### Exercise details
Rewrite the lines from the one holding "Practice step: put one dot on every instance of the chimney" through the one holding "Target: chimney on roof", inclusive, substituting "rooftop chimney" for "chimney on roof" and leaving everything else unchanged. Leave the pictures out of your answer.

### Exercise materials
══════════════════════════════
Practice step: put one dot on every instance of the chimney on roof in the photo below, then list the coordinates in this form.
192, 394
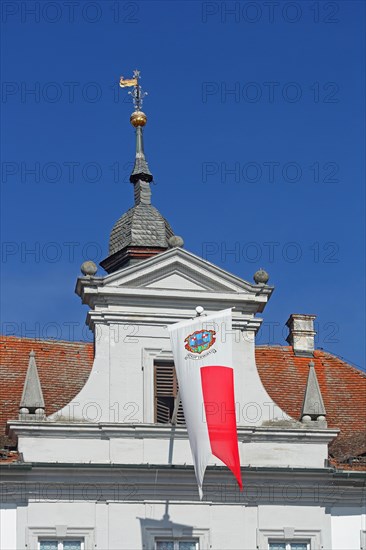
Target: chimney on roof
══════════════════════════════
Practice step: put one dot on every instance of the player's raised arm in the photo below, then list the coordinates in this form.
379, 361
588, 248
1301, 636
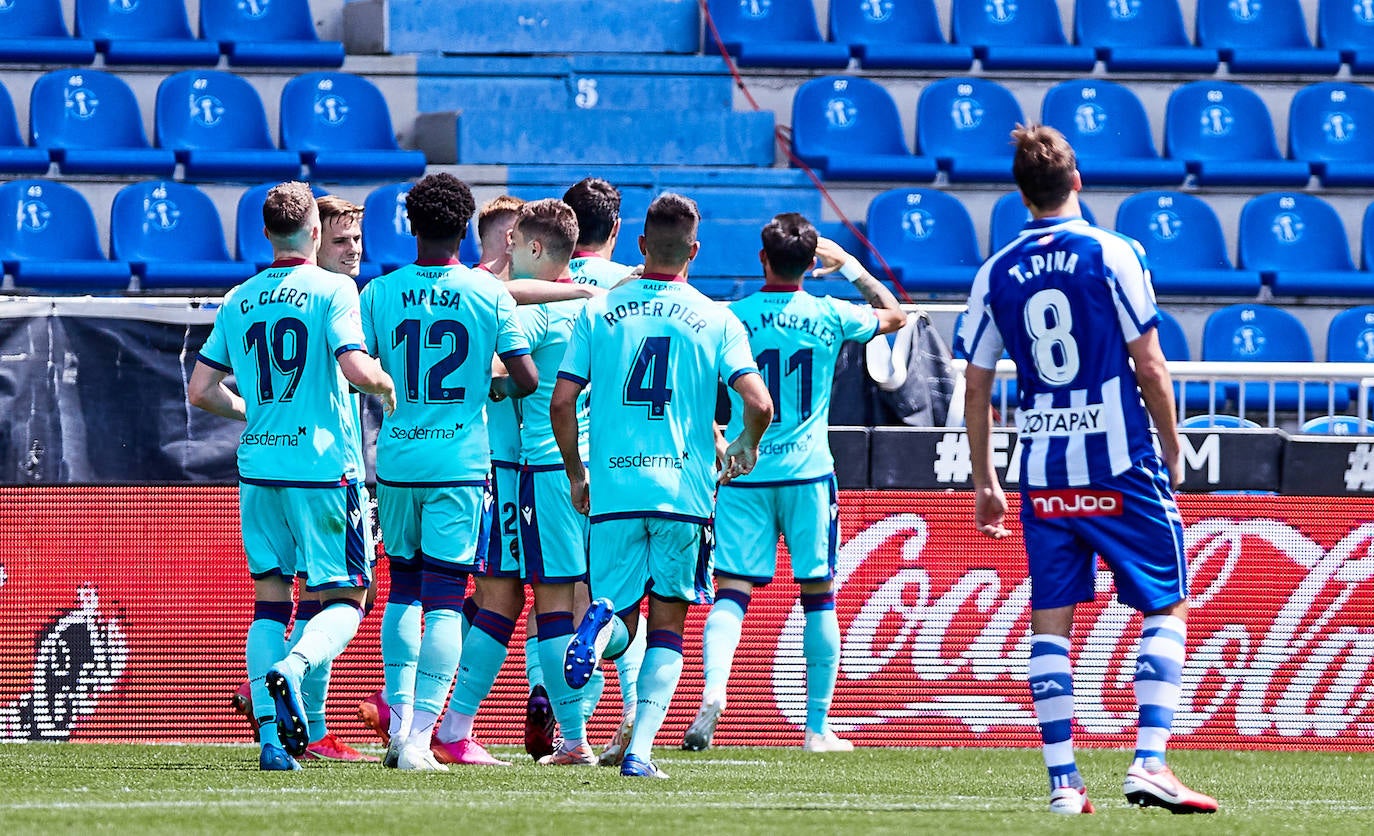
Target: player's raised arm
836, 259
══════════════════════════════
### Answer for this exercise
Practice step: put one dot on every instance of the rooftop chimney in the photo below, then list the coordinates in this form.
192, 394
Target: rooftop chimney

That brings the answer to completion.